## Work order
Start at the line in the entries below that contains "the water in", stop at the line that contains "the water ripple", and output exactly the lines in that span, both ends included.
● ● ● ●
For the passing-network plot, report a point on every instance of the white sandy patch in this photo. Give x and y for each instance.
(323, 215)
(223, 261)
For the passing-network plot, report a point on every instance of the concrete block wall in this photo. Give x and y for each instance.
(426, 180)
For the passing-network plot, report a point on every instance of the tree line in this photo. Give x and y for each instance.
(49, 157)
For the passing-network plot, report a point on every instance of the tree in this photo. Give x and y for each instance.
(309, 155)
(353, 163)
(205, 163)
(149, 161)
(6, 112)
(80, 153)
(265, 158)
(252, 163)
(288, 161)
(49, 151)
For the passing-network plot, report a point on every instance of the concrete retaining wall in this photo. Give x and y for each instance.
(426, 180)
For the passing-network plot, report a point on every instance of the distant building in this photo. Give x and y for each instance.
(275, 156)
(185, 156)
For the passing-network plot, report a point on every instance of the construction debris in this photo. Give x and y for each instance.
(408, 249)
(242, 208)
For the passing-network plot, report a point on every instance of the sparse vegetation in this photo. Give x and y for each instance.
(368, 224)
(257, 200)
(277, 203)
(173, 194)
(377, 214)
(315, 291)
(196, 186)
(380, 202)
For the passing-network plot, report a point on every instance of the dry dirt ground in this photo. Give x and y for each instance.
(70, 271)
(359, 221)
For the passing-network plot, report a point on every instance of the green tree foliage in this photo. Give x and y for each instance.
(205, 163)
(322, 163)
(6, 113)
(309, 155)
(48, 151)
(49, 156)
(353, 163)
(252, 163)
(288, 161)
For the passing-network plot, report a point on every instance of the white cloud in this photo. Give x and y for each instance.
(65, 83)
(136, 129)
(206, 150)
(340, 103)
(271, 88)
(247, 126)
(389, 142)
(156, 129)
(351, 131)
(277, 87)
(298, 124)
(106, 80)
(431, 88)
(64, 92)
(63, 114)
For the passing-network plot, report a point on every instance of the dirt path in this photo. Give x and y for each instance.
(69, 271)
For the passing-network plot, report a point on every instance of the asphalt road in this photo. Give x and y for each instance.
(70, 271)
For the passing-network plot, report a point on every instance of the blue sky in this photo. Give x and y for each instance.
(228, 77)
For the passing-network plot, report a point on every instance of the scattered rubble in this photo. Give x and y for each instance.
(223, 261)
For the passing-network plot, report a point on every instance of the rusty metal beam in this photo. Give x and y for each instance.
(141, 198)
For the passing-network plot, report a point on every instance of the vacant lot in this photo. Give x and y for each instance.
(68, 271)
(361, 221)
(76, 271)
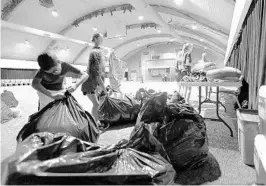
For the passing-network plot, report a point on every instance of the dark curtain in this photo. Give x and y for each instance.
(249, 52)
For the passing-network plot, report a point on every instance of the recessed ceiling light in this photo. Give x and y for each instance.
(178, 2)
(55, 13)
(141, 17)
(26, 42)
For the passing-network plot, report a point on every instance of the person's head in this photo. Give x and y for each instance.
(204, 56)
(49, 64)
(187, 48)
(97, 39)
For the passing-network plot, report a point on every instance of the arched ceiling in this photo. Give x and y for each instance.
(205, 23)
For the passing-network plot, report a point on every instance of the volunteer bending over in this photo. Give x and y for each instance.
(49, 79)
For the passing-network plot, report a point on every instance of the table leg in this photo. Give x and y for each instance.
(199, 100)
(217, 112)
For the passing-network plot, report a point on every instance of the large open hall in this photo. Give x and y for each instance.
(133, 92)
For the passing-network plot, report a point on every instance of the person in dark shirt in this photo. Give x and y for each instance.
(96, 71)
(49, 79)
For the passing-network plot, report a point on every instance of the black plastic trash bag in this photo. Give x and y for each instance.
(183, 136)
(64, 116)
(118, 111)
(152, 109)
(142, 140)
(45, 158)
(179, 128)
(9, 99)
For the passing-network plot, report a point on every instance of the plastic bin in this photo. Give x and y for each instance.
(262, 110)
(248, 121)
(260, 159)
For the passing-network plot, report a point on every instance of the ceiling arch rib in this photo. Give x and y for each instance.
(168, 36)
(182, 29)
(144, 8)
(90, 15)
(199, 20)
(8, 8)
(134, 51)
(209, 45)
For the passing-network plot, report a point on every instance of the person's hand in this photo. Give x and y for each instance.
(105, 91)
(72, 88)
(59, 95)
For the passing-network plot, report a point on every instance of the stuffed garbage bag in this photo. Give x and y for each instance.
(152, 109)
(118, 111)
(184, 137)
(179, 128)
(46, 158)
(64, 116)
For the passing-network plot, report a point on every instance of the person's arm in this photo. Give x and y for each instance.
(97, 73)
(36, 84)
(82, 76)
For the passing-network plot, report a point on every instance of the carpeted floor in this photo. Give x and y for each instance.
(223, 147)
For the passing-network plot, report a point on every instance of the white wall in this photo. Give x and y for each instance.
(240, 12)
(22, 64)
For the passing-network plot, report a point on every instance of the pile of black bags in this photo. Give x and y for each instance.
● ● ● ●
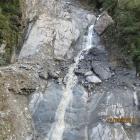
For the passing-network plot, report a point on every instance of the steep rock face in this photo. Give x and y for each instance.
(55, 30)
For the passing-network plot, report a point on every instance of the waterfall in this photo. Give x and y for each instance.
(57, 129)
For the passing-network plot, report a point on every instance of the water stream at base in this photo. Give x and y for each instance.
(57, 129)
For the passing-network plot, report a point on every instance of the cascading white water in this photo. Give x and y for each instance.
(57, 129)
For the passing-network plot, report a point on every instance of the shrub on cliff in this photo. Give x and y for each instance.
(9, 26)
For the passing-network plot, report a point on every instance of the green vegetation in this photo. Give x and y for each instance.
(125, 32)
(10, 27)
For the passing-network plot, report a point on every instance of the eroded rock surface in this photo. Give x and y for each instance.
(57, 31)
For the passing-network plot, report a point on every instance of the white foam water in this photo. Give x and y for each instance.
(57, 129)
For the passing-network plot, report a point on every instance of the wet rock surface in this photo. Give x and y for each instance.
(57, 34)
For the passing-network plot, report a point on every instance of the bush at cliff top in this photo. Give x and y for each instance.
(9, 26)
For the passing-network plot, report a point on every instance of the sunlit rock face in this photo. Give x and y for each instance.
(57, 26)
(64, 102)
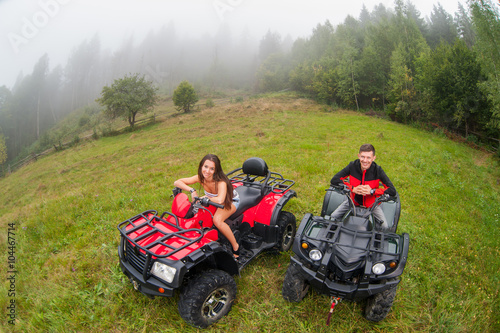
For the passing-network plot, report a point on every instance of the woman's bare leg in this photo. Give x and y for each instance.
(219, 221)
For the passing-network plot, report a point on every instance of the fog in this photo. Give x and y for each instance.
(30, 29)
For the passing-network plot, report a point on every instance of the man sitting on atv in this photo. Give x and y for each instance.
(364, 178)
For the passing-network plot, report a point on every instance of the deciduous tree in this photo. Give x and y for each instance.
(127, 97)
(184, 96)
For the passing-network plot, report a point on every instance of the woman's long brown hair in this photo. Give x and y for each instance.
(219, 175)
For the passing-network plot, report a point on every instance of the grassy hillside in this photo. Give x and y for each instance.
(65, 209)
● ● ● ●
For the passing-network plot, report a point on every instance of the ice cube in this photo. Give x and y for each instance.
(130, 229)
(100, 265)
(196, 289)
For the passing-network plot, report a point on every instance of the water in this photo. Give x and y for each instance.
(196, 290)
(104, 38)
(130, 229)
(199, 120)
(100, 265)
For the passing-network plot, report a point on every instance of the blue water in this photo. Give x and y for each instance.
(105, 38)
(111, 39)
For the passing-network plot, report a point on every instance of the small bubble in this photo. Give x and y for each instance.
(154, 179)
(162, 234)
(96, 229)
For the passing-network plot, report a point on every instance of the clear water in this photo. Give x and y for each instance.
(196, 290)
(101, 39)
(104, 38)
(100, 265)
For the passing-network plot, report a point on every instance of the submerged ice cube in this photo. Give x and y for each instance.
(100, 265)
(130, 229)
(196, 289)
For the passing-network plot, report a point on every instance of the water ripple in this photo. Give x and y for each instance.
● ● ● ●
## Answer section
For the passing-network plot, report a point on every instance of the water in this photo. Give x and y for each instance.
(196, 290)
(104, 38)
(130, 229)
(199, 120)
(100, 265)
For the passing-network plot, report a point on every instance of the blue water in this photo. Give x and y for each instance.
(105, 38)
(111, 39)
For the passing-network plot, report a point on every instance of the small bubble in this photo. Give x and y for each instance.
(154, 179)
(162, 234)
(96, 229)
For the passing-network plot, report a point on every instance of the clear water in this photo. Give x and y for each instance.
(196, 290)
(101, 39)
(104, 38)
(100, 265)
For the passing-network plot, report a point on every instance of the submerged ice cube in this photo. Give x and y for each instance.
(100, 265)
(130, 229)
(196, 289)
For the passing-network plot, report a point on every instance of the water ripple in this photo. Give x and y for each instance.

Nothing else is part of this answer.